- [PASSAGE GIVEN]:
════════════════

Also here is 250-foot tall Carillon Tower with a 97-bell carillon, the world’s largest tubular bell instruments, which plays Foster songs throughout the day. Nearby at Craft Square, artisans demonstrate the handiwork of early Florida settlers: quilting, pottery, candle making, blacksmithing and more. The Cousin Thelma Boltin Craft and Gift Shop sells a variety of regional foods, crafts and Foster memorabilia. The park offers 45 oak-shaded campground sites, a six-mile hiking/biking trail with dramatic overlooks of the river, and, near the south entrance, White Sulfur Springs, known for its curative powers. Annual events include an Antique Tractor and Engine Show the first weekend in April, and a three-day Florida Folk Festival during Memorial Day weekend. Suwannee River State Park Continuing west, we stopped at 1,800-acre Suwannee River State Park in a lovely, more primitive setting at the confluence of the Withlacoochee and Suwannee rivers. Four hiking trails, totaling 13 miles, wind through the park and along the rivers, where boating and canoeing are popular. From the boat ramp we watched the Suwannee glide past, red-brown with tannic acid, gurgling around knobby cypress knees, and there met Dale and Teresa Goss, from Lake City, Florida, who were returning from a day of fishing. Dale had a cooler full of red-belly sunfish, and told us that nearly three dozen other types of fish inhabit the Suwannee – among them channel cat, largemouth bass and bluegill. The park’s campground has 30 sites, all with electricity, water and picnic tables.

Alfred B. Maclay Gardens State Park Next, we drove on to Tallahassee and the spectacular 1,184-acre Alfred B. Maclay Gardens State Park. The rolling red hills, lavish with camellias, azaleas, dogwoods, redbuds and dozens of others, were purchased by New York financier Alfred Maclay and his wife, Louise, in 1923. Here, at the family’s Southern retreat, Maclay designed 28 acres of magnificent formal gardens overlooking placid Lake Hall. Blooming season is January through April. Paths lead visitors past a walled garden, a secret garden, ponds and a reflection pool. This day-use park also includes Lake Overstreet, rimmed by a hiking/biking trail; one-and-a-half miles of nature trails; and the Maclay home, now a museum.

════════════════

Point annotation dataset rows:

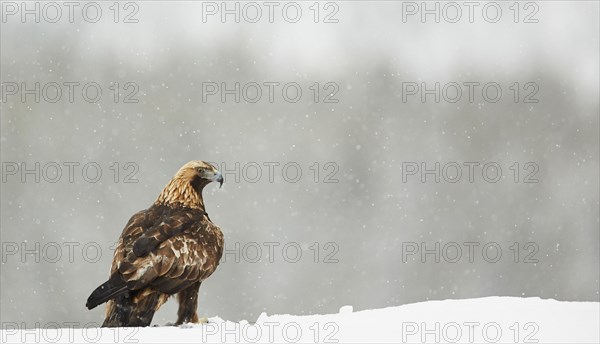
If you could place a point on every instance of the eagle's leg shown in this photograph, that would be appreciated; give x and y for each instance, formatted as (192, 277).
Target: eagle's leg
(188, 304)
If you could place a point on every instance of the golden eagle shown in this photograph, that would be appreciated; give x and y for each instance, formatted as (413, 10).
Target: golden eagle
(167, 249)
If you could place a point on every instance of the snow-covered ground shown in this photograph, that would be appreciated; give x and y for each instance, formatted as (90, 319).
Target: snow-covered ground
(483, 320)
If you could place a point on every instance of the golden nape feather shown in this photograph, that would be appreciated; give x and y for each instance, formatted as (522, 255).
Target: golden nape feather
(167, 249)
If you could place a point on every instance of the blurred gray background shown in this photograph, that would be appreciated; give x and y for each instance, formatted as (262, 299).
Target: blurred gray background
(368, 215)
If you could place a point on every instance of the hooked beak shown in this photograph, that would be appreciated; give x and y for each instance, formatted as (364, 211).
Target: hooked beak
(218, 178)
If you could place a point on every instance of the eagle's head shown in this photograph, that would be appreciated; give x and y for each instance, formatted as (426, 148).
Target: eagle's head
(186, 186)
(199, 174)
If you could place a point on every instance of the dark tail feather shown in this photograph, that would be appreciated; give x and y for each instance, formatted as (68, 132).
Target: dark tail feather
(108, 290)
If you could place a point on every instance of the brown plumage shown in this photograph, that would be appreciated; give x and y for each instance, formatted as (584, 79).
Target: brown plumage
(167, 249)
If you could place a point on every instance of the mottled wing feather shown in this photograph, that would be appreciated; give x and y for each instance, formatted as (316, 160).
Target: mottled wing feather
(177, 246)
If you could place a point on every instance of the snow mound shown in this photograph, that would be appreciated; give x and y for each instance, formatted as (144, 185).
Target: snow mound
(483, 320)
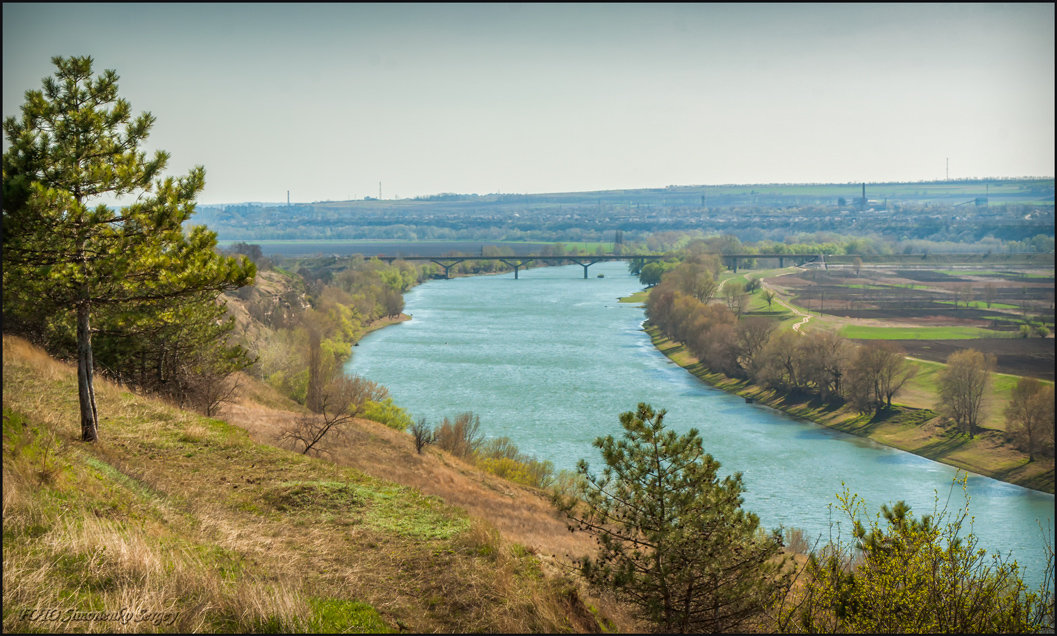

════════════════

- [DIRECTION A]:
Summarize the passage on Florida state parks in three sentences.
- [DIRECTION B]:
Select every line of the rows that contains the string "covered".

- [EXERCISE OUTPUT A]:
The passage opens with a park that has a 250-foot Carillon Tower playing Foster songs, craft demonstrations at Craft Square, 45 campground sites, and annual events such as a three-day Florida Folk Festival. It then describes the 1,800-acre Suwannee River State Park at the confluence of the Withlacoochee and Suwannee rivers, where four hiking trails total 13 miles and boating and canoeing are popular. Finally, it presents the 1,184-acre Alfred B. Maclay Gardens State Park in Tallahassee, where Alfred Maclay designed 28 acres of formal gardens overlooking Lake Hall.

- [EXERCISE OUTPUT B]:
If you could place a point on every instance of the snow-covered ground shown in this photograph, that would be appreciated; give x and y for each instance, formatted as (90, 319).
Target: snow-covered ground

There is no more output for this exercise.